13 fevereiro, 2012

A tirania do fraco

Se um fraco está pendurado na sua vida, o mais provável é que ele não seja tão fraco quanto você está pensando.
Nada pesa mais do que um fraco cravado na nossa jugular.
Dele a gente se queixa e lamenta. Dele a gente teme que privado do nosso apoio se mate, se deprima.
“Se eu largar dela, ela morre”, diz um amigo para outro.
Há anos, este tem sido seu refrão e sua verdade. Uma verdade confirmada pelos prantos convulsivos da mulher no princípio do casamento, às primeiras sugestões de separação. Sacramentada pelos acidentes domésticos que ela sofria eloqüentemente a cada novo período depressivo, acalmado pelos tranqüilizantes excessivos que fazia questão de tomar e alardear. E coroada por duas tentativas de suicídio....
 Um quadro clássico, com excessos barrocos.
Ele realmente é forte, bonito, rico, bem-sucedido. Enfim, um daqueles grandes homens à sombra espessa que ele projeta se abriga apenas aquela mulherzinha de nada, delgada, fraquinha, dependente. Tão fraquinha e dependente, que mantém o homão preso, amarrado ao pé da cama matrimonial.
----------------------------------------
- **TAREFAS A FAZER**
1. Copie do texto sobre a tirania do fraco tudo desde "Se um fraco" até "tentativas de suicídio....", substituindo "refrão" por "bordão".
2. Retome o texto sobre a tirania do fraco e continue-o a partir do ponto em que termina.
A listagem não é necessária.

- **MATERIAL FORNECIDO**
----------------------------------------
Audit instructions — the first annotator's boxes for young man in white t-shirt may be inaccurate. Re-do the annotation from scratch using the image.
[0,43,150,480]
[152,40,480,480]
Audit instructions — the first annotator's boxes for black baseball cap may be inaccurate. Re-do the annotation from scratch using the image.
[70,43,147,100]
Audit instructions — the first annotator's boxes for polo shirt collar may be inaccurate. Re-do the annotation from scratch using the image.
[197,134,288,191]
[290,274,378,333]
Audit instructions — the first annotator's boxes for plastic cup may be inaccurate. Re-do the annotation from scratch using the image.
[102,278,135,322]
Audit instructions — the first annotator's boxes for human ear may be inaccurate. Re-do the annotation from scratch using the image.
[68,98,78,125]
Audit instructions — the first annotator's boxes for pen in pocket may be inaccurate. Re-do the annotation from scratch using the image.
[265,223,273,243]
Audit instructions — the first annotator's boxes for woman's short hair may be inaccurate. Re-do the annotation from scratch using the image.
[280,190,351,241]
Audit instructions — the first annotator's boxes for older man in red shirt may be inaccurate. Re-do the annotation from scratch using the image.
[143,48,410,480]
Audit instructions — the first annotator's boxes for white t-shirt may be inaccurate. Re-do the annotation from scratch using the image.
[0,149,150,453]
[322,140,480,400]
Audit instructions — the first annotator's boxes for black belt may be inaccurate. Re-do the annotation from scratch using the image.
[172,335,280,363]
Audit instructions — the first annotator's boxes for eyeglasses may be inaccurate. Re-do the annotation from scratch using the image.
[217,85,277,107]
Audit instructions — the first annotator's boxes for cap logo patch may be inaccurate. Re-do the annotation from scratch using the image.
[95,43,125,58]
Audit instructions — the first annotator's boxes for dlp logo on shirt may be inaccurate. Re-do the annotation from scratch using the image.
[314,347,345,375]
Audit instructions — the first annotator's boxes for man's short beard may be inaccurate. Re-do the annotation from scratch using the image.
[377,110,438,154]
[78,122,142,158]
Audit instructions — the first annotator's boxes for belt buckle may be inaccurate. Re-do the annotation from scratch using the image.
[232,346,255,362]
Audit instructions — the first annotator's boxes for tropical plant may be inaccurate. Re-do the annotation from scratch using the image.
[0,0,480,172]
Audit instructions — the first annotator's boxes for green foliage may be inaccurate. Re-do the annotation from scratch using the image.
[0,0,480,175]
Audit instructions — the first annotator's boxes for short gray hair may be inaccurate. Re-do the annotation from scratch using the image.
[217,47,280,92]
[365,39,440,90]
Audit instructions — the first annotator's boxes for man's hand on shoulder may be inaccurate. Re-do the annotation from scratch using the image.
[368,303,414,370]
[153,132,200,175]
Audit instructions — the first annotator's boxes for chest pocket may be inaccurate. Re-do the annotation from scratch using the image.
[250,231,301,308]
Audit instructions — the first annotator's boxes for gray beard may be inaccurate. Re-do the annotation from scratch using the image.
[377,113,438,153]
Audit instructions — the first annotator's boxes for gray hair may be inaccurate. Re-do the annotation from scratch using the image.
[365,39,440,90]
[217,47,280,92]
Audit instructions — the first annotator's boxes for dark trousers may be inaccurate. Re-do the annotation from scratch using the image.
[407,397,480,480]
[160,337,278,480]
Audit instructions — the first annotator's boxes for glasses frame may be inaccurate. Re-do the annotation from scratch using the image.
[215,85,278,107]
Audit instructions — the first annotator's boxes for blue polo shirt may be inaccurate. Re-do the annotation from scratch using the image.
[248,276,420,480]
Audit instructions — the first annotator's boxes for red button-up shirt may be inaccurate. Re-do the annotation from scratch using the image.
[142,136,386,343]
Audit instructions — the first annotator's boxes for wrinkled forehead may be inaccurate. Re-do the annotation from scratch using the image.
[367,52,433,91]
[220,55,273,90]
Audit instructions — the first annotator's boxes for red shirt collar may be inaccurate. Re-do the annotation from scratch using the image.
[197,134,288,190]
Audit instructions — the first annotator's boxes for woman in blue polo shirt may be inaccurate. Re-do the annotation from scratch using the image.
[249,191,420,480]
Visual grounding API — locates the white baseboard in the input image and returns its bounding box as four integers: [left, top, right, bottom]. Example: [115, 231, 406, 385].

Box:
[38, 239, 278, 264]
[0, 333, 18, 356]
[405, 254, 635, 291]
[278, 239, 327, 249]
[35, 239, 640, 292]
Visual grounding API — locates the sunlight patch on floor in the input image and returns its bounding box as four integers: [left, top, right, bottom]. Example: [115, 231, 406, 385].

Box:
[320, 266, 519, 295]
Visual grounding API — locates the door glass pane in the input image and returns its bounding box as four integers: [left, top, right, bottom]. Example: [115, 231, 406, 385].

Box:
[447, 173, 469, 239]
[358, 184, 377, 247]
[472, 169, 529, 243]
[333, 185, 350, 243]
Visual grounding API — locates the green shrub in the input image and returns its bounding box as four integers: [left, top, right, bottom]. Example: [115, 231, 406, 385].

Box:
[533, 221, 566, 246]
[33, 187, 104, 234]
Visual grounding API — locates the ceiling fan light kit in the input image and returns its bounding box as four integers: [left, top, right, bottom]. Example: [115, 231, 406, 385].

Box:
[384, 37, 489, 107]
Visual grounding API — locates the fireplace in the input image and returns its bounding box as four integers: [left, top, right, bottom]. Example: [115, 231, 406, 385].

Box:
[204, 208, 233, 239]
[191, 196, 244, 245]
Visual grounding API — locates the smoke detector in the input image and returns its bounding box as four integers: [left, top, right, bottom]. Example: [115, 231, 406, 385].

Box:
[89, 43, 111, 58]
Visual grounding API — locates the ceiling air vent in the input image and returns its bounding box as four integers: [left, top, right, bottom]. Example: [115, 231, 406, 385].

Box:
----------------------------------------
- **RESPOSTAS POR TAREFA**
1.
Se um fraco está pendurado na sua vida, o mais provável é que ele não seja tão fraco quanto você está pensando.
Nada pesa mais do que um fraco cravado na nossa jugular.
Dele a gente se queixa e lamenta. Dele a gente teme que privado do nosso apoio se mate, se deprima.
“Se eu largar dela, ela morre”, diz um amigo para outro.
Há anos, este tem sido seu bordão e sua verdade. Uma verdade confirmada pelos prantos convulsivos da mulher no princípio do casamento, às primeiras sugestões de separação. Sacramentada pelos acidentes domésticos que ela sofria eloqüentemente a cada novo período depressivo, acalmado pelos tranqüilizantes excessivos que fazia questão de tomar e alardear. E coroada por duas tentativas de suicídio....

2.
Ela já desistiu de se queixar. Ficou estabelecido que não irá embora nunca. Ela, embora sorva de canudinho sua lenta infelicidade, se sente segura. Quando chegar a hora fará até uma operação plástica, para apresentar-se bem jovem às bodas de prata. E todos louvarão a longevidade daquele casamento.

Aí está como fraqueza de uma pessoa pode escravizar outra por toda a vida.
Mantendo o mesmo cenário e e variando os atores, ou  mudando a angulação da câmara são  inúmeras as situações de tirania emocional entre pais e filhos, marido e mulher, chefe e empregado, irmãs e irmãos, onde quer q haja uma relação em desiquilíbrio ,a trama se repete.
Qualquer um que tenha um olhar e percepção mais aguçado identifica essas relações nada saudáveis.

“eu sou tudo para ela”, me confidenciou certa vez o belo amigo, quando eu ainda tinha paciência de ouvir suas confidências conjugais. Achei eloqüente e ingênuo.
 Está aí uma coisa que merece reflexão, alguém que é tão tudo para outro, a ponto desse outro não ser mais ninguém.
“Você entende”, ele me explicava confiante, “eu é que trago amigos pra casa, que recebo os convites, que ganho dinheiro. Eu que animo a vida dela. Sem mim, ia ser um deserto”. Isso ele me dizia quase tentando racionalizar o porquê de tanta dependência.
E sem se perguntar nem por um minuto, de que modo a vida dela havia ficado tão árida.
Não é fácil descobrir. Começa que ela não é brasileira. Hoje já podemos dizer que seja, mas não era quando se conheceram, em Londres.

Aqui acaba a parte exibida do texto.